* _REQUIRED WORK_:
Show all lines from the listing below that contain "hair".

****

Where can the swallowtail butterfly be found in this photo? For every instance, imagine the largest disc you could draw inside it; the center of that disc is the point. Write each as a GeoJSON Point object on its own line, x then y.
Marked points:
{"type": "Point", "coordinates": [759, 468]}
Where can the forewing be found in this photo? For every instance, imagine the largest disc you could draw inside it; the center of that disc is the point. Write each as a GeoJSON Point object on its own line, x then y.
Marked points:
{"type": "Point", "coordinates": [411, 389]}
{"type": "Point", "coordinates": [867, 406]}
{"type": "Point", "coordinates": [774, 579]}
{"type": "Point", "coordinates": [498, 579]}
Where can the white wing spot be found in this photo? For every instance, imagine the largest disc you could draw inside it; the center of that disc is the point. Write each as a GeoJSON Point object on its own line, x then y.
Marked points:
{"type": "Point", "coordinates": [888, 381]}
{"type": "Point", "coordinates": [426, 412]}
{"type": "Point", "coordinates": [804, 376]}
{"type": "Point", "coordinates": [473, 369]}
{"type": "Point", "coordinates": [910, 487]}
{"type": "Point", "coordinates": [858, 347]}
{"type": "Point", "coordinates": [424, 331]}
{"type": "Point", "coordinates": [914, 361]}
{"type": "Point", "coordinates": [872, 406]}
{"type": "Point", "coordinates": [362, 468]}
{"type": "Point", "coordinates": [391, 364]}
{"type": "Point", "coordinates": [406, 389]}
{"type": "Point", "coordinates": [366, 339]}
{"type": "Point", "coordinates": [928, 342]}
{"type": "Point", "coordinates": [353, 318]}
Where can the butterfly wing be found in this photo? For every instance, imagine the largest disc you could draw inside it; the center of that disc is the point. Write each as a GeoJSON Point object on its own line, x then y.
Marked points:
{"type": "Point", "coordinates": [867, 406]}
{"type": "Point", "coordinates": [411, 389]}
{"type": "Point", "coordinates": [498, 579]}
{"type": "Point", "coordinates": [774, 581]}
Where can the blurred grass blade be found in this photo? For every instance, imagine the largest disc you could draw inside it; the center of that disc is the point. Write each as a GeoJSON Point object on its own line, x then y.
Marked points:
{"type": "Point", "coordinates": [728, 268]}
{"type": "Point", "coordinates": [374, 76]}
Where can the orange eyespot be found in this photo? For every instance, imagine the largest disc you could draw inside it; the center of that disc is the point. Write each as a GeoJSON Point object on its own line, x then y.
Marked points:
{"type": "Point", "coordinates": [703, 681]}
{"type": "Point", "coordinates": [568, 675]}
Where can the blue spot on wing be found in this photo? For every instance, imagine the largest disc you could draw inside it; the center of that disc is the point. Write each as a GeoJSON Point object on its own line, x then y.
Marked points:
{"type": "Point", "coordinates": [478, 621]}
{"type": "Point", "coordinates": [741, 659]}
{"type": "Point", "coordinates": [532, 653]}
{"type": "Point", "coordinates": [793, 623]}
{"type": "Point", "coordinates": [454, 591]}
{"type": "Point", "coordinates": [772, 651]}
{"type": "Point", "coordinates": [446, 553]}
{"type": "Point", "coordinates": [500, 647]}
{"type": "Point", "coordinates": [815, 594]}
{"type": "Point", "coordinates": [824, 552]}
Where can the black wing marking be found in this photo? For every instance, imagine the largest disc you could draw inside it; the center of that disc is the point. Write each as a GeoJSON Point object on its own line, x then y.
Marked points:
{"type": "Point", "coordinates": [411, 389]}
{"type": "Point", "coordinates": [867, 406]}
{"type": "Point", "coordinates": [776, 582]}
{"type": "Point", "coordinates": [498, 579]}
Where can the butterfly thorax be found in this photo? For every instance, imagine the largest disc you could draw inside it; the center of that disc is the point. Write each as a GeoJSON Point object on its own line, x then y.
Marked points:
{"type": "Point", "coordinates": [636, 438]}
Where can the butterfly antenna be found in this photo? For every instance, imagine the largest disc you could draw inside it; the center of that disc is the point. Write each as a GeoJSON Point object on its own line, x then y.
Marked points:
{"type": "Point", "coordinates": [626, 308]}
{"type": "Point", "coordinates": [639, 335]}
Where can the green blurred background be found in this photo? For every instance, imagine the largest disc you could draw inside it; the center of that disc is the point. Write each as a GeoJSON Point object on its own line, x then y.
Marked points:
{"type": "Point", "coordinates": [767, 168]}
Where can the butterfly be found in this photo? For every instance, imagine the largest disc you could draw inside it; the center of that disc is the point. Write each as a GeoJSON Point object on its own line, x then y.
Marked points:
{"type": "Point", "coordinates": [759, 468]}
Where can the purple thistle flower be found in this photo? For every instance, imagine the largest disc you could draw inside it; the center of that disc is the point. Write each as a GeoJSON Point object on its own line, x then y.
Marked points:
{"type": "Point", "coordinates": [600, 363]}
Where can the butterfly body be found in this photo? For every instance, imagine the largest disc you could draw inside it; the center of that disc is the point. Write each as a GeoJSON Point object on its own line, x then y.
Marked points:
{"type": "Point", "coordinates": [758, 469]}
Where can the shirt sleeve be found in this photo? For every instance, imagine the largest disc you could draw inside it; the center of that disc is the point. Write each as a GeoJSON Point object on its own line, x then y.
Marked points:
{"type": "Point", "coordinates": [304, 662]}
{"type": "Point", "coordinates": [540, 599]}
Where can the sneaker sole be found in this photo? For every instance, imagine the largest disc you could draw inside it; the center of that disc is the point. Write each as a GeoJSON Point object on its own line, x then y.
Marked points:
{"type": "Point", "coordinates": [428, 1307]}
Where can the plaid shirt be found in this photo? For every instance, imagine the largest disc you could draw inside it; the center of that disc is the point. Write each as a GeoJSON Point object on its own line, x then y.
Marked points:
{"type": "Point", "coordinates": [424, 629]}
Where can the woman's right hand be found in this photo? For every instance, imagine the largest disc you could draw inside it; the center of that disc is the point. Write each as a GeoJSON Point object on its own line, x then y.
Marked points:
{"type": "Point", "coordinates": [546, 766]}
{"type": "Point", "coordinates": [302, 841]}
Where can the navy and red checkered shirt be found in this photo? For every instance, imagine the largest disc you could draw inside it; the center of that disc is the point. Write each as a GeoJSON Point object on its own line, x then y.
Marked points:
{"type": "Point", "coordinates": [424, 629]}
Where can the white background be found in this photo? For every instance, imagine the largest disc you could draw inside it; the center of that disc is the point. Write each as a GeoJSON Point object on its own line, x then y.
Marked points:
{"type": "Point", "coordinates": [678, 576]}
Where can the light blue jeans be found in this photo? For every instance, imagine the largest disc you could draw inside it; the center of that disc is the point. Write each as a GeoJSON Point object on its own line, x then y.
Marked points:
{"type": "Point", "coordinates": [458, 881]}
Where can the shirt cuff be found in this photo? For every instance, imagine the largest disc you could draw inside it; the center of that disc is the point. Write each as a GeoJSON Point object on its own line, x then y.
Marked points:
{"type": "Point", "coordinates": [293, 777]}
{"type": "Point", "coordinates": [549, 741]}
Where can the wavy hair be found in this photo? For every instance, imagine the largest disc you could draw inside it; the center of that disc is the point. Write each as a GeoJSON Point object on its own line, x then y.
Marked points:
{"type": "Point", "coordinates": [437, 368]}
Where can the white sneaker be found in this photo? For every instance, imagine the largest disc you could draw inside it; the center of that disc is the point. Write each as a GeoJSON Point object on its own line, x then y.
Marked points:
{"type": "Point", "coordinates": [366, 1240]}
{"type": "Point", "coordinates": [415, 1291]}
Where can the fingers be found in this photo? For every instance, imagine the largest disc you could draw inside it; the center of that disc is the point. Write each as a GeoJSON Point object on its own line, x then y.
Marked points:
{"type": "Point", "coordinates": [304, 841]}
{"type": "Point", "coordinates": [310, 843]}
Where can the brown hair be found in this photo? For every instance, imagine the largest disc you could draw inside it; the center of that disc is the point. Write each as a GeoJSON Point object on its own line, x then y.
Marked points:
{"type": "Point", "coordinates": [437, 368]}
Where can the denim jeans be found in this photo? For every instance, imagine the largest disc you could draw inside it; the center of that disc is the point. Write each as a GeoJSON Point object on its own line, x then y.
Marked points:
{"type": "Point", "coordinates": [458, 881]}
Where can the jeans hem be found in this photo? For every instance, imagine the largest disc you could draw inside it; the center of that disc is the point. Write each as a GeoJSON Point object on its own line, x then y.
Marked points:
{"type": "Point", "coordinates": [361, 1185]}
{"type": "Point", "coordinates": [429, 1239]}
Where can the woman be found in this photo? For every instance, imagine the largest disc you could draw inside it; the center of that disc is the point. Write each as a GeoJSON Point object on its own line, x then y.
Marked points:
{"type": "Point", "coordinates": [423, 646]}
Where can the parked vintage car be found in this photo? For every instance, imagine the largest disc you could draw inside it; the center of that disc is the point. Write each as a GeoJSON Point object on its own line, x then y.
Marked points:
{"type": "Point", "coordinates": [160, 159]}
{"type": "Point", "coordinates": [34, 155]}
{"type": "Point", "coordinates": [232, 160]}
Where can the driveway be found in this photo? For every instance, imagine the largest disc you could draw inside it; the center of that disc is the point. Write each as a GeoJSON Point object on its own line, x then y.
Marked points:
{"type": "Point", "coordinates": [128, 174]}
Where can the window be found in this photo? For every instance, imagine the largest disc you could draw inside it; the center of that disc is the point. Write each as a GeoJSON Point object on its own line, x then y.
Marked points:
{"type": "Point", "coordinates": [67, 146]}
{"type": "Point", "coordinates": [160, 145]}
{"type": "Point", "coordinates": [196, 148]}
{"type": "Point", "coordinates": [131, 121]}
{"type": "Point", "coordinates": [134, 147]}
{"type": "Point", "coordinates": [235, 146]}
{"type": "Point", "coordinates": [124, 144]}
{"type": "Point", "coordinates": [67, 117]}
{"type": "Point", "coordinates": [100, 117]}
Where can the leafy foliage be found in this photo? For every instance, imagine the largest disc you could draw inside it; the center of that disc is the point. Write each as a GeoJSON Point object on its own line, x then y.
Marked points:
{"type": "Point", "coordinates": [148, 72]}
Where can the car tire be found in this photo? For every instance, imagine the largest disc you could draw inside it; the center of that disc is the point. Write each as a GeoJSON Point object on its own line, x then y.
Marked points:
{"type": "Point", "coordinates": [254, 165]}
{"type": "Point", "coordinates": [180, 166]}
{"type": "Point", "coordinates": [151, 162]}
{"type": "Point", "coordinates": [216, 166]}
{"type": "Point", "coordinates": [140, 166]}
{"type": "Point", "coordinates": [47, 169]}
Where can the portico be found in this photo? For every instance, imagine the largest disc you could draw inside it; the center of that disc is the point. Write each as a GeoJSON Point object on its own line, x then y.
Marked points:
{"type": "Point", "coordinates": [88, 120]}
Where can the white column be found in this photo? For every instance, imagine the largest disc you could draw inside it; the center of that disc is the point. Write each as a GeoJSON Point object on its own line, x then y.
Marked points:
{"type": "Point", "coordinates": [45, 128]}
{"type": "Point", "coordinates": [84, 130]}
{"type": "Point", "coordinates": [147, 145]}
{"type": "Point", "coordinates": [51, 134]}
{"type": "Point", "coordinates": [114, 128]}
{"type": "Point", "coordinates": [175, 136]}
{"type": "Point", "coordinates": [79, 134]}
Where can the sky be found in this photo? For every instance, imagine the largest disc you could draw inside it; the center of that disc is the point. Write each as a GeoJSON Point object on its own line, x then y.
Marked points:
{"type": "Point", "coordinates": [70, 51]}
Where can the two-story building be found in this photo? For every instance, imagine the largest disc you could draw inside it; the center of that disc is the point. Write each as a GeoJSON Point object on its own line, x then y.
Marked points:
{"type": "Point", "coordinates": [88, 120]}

****

* _RESPONSE FOR THIS EXERCISE_:
Where can the wavy hair be found in this photo? For every instance, imagine the largest disc you could draw inside it; the center of that disc is the point. Write each as a GeoJSON Point object on its own line, x then y.
Where can the brown hair be found in this photo? For every instance, imagine the largest disc you could draw inside it; the center of that disc is the point. Write each as a GeoJSON Point object on its own line, x then y.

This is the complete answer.